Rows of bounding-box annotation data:

Begin

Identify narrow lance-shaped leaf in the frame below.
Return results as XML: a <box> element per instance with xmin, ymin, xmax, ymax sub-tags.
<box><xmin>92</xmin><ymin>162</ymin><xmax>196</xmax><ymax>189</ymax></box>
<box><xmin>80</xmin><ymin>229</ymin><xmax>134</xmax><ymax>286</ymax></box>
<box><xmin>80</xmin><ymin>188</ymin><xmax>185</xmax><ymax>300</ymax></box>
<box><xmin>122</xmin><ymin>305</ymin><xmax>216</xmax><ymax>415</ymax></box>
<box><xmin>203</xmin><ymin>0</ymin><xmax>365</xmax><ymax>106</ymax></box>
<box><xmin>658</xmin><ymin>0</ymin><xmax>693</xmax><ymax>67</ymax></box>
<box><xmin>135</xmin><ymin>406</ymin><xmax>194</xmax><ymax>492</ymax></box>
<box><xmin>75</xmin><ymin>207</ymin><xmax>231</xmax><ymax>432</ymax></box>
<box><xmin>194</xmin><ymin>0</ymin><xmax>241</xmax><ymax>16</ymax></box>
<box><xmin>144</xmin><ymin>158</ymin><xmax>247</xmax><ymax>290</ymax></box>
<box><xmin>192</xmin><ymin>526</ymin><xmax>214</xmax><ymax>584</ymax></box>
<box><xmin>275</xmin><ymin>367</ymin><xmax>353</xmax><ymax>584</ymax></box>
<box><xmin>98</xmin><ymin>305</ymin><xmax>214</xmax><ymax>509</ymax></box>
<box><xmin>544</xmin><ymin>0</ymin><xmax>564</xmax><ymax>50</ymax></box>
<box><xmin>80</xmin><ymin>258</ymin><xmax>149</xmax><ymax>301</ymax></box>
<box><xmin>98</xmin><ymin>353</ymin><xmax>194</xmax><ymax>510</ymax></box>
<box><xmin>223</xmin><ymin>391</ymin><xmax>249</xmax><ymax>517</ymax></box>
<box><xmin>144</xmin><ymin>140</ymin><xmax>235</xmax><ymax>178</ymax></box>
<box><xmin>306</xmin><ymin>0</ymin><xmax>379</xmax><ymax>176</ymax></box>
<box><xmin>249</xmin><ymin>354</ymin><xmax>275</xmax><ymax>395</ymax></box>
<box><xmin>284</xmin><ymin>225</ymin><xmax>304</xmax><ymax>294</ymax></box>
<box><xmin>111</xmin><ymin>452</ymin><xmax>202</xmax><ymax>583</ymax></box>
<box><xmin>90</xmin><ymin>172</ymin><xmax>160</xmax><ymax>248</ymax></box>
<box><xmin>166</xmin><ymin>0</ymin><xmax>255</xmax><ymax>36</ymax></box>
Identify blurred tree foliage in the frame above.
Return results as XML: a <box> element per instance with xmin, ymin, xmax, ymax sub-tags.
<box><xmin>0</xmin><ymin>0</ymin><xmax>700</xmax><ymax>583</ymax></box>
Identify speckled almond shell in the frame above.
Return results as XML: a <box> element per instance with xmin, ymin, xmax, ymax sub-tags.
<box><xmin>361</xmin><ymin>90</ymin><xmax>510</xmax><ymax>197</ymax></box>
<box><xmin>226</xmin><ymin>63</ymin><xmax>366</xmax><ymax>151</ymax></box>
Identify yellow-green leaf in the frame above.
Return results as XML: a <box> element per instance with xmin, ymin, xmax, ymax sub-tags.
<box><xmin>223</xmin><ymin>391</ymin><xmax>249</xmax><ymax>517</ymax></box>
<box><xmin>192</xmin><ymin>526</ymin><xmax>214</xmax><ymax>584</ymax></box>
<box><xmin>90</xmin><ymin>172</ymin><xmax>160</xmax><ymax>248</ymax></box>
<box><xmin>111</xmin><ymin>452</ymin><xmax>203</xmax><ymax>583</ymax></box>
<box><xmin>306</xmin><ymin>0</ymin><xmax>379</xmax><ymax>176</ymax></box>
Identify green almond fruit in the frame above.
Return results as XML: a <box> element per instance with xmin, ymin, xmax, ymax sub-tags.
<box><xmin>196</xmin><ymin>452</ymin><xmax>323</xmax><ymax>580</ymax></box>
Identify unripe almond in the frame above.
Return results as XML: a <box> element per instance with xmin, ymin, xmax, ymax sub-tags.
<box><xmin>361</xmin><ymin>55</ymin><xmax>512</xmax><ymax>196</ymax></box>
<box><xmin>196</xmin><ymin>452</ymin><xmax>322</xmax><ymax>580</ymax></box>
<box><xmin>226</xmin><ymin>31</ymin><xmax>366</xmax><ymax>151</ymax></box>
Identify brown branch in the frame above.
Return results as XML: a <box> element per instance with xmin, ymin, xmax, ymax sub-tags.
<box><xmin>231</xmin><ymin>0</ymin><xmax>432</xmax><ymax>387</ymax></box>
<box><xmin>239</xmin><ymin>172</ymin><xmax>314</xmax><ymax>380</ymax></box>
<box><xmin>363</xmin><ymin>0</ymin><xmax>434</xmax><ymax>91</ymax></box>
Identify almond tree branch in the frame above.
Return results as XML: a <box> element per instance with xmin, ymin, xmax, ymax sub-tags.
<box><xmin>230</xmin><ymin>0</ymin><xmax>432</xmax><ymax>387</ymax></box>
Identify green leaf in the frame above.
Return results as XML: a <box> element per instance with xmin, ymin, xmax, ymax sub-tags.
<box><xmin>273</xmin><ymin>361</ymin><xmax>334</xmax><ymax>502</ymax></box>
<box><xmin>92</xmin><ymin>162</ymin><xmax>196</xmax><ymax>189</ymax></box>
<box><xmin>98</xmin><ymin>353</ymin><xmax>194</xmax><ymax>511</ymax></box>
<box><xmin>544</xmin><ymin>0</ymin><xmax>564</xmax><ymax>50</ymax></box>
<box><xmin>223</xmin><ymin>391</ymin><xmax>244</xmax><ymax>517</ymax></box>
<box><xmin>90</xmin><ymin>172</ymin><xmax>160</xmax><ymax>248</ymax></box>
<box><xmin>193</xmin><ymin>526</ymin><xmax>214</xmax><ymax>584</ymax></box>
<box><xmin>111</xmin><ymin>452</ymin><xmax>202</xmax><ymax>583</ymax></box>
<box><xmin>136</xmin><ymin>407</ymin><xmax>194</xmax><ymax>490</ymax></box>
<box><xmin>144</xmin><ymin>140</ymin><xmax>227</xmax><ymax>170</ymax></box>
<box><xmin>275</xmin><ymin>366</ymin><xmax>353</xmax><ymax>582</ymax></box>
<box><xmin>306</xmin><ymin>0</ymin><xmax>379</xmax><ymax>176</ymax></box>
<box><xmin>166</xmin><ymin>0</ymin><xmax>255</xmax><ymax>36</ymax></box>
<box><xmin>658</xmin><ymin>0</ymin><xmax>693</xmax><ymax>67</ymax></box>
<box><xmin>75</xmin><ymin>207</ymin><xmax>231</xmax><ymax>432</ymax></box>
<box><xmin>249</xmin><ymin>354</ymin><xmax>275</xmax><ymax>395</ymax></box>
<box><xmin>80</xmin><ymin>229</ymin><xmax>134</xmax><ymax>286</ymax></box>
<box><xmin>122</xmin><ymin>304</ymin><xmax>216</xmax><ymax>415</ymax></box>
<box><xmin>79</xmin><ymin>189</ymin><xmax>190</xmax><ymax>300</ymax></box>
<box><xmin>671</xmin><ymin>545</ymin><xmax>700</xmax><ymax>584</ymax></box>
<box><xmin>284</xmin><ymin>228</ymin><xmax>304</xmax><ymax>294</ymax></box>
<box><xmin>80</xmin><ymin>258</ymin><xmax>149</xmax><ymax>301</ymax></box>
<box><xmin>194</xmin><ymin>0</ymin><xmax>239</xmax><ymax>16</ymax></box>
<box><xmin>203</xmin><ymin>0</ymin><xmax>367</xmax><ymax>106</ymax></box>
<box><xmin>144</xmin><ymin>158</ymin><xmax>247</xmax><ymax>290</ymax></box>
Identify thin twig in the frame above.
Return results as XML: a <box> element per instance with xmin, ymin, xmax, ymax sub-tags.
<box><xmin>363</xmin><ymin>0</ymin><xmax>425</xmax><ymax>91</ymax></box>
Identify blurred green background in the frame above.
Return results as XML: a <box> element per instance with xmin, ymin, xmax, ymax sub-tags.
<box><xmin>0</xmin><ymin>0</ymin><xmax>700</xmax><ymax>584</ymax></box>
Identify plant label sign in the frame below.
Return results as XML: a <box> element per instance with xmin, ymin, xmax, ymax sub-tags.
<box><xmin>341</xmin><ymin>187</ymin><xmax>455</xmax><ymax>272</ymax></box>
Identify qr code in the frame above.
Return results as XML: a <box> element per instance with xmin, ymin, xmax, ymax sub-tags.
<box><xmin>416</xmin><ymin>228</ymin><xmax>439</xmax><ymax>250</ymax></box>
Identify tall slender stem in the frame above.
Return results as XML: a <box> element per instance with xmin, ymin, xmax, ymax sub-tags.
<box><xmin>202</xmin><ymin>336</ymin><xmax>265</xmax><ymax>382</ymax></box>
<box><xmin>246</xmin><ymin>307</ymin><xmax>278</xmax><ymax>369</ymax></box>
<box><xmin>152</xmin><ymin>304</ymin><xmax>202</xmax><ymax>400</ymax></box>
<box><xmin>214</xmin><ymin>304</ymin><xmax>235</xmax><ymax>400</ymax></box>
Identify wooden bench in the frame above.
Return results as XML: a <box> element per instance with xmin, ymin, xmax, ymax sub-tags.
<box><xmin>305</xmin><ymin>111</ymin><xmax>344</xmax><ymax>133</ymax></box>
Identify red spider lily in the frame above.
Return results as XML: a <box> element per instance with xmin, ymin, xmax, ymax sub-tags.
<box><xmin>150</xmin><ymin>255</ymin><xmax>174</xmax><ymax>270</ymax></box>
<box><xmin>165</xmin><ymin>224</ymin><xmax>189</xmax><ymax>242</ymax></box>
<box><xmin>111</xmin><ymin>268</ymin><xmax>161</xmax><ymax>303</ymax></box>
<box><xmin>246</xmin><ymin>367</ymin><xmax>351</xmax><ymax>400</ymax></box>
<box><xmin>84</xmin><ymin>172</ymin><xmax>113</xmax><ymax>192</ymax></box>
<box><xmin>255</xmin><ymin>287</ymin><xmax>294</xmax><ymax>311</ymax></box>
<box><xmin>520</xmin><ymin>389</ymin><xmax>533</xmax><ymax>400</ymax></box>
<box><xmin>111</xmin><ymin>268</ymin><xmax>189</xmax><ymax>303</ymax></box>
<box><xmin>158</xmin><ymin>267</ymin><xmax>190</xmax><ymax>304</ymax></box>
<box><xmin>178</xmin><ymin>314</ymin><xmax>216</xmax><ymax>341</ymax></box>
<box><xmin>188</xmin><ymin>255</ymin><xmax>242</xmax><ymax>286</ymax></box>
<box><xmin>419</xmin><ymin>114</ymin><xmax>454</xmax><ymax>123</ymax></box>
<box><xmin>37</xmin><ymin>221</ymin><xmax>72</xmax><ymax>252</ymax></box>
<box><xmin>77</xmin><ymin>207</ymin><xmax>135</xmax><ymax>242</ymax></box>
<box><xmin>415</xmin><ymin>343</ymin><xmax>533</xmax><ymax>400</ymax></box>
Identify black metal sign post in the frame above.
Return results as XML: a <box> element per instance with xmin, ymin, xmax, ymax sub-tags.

End

> WORK TO DO
Collect every line above that contains the string "tree", matching case exactly.

> ANSWER BELOW
Identify blurred tree foliage in the frame above.
Identify almond tree branch in the frame above.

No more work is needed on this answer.